> _VORLIEGENDER TEXT_
Keinerlei Entlastung für Krankenhäuser und Pflegekräfte

Bis dahin soll nun mit dem § 137l SGB V nach nur dreimonatiger Erprobungsfrist ein Übergangsinstrument eingeführt werden, das den Pflegebedarf nach dem Konzept des PPR 2.0 bzw. Kinder-PPR 2.0 misst. Es fehlt nicht nur ein wissenschaftlicher Nachweis, dass dieses Instrument den tatsächlichen Pflegebedarf sauber messen kann, es bietet auch keinerlei Entlastung für die Krankenhäuser bzw. die Pflegekräfte, sondern vielmehr werden die im Gesetz vorgesehenen Dokumentations- und Nachweispflichten zu einem noch höheren Bürokratieaufwand führen, da die Patienten täglich in Pflegekategorien der allgemeinen und speziellen Pflege eingestuft werden müssen. Das heißt, Pflegepersonal, das dringend in der Patientenversorgung benötigt wird, muss zukünftig mehr Zeit in die Dokumentation investieren. Zudem ist eine solche Einstufung nicht klar standardisiert, sondern bietet vielmehr Interpretationsspielraum. Hinzu kommt noch der hohe Schulungsaufwand für die Einführung, was insbesondere für eine Übergangslösung für eine unangemessen hohe Belastung sorgt. Die geplante Ausnahmeregelung für Kliniken mit Individualvereinbarungen halte ich außerdem für nicht sinnvoll.

Zudem wird die Schwäche der PPR 2.0 fortgeführt, nur die Anzahl der eingesetzten Pflegekräfte zu zählen und diese nicht anhand ihrer Qualifikation zu unterscheiden. Eine zeitgemäße Personalbemessung müsste vielmehr den Skill-Grade-Mix berücksichtigen. Im internationalen Vergleich sehen wir, dass die Versorgung besser wird, wenn Teams entsprechend ihrer jeweiligen Fähigkeiten und Kompetenzen zusammengesetzt werden. Grundsätzlich würde ich mir für unsere Krankenhäuser mehr Flexibilität wünschen, damit vor Ort passende Lösungen gefunden werden könnten, wie und wo die knappe Ressource Personal eingesetzt werden kann. Ich bin davon überzeugt, dass dieses Instrument in der Praxis für Enttäuschung sorgen wird.

> _GEGEBENE DATEN_
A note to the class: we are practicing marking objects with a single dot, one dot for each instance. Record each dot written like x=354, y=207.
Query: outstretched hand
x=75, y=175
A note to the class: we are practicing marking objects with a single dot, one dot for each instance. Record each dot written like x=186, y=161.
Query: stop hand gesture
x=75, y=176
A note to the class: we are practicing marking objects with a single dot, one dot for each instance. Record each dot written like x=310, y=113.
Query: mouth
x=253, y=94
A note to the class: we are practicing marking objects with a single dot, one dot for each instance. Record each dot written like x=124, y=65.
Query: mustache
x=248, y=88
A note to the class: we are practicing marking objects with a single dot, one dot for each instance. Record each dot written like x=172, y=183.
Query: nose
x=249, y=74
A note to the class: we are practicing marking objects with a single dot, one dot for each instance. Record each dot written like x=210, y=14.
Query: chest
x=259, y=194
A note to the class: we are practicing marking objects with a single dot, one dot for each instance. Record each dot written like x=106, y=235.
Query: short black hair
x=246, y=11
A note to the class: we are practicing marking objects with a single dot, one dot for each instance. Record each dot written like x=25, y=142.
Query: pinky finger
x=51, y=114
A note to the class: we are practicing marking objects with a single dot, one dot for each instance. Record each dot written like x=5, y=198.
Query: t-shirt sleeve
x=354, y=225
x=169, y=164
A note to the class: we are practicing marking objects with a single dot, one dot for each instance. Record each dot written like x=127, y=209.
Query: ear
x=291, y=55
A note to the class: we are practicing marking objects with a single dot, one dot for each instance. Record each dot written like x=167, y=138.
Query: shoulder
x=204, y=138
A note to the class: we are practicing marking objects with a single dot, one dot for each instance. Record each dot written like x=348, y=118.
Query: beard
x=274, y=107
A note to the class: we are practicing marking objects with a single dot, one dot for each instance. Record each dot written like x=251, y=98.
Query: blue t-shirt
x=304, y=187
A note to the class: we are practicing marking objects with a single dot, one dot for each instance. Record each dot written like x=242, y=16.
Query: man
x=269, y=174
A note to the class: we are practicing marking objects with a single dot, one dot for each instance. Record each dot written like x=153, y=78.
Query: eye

> _AUFGABE_
Gib aus dem Text zur PPR 2.0 die Stelle von „Zudem wird die“ bis „Enttäuschung sorgen wird.“ Wort für Wort wieder.

> _DEINE ANTWORT_
Zudem wird die Schwäche der PPR 2.0 fortgeführt, nur die Anzahl der eingesetzten Pflegekräfte zu zählen und diese nicht anhand ihrer Qualifikation zu unterscheiden. Eine zeitgemäße Personalbemessung müsste vielmehr den Skill-Grade-Mix berücksichtigen. Im internationalen Vergleich sehen wir, dass die Versorgung besser wird, wenn Teams entsprechend ihrer jeweiligen Fähigkeiten und Kompetenzen zusammengesetzt werden. Grundsätzlich würde ich mir für unsere Krankenhäuser mehr Flexibilität wünschen, damit vor Ort passende Lösungen gefunden werden könnten, wie und wo die knappe Ressource Personal eingesetzt werden kann. Ich bin davon überzeugt, dass dieses Instrument in der Praxis für Enttäuschung sorgen wird.